EXTRACTED ENTRIES:
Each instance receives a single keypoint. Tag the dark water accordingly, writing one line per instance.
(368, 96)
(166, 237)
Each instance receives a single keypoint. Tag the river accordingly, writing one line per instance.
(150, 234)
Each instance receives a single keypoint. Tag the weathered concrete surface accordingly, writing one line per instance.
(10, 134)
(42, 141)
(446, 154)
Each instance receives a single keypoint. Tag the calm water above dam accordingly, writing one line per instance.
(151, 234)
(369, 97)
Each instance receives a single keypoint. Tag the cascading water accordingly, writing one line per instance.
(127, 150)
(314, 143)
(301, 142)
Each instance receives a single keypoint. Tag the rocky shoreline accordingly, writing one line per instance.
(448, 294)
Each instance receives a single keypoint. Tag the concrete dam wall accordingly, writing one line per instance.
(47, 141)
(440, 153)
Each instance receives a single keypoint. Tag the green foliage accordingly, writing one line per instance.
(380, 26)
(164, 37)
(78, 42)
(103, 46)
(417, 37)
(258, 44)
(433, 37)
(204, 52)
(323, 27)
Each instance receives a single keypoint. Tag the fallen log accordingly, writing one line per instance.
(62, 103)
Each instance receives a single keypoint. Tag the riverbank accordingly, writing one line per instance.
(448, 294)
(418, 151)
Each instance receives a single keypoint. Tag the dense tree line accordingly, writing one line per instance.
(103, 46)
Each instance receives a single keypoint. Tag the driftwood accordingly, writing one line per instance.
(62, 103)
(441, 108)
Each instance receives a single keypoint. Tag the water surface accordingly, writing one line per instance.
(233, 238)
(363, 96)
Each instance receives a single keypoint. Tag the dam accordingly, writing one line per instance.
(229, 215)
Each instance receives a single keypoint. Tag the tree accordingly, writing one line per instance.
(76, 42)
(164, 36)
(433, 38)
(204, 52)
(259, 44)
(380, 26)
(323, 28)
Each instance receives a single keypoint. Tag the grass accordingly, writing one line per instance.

WHAT YOU WILL DO: Write out again, exactly as they appear above, the lines from the one containing "Each instance receives a single keypoint. Tag the dense" to the final line, and only those.

ANSWER TO THIS PROBLEM:
Each instance receives a single keypoint. Tag the dense tree line accordingly, writing one line per instance.
(103, 46)
Each instance receives a single keypoint. Tag the driftwood accordingly, writing one line per instance.
(62, 103)
(441, 108)
Each instance receives a single keypoint. Tag the water surface accordingly, writing one line per instance.
(233, 238)
(363, 96)
Each instance receives a single keypoint. Tag the dam accordingly, writing one line per instance.
(229, 215)
Each instance receives a single keypoint. Tag the tree accordingly, writing one line per instance.
(76, 42)
(164, 36)
(433, 38)
(204, 52)
(259, 44)
(380, 26)
(323, 28)
Each instance receives a single keypoint. Tag the grass accordingly, writing one line per instance.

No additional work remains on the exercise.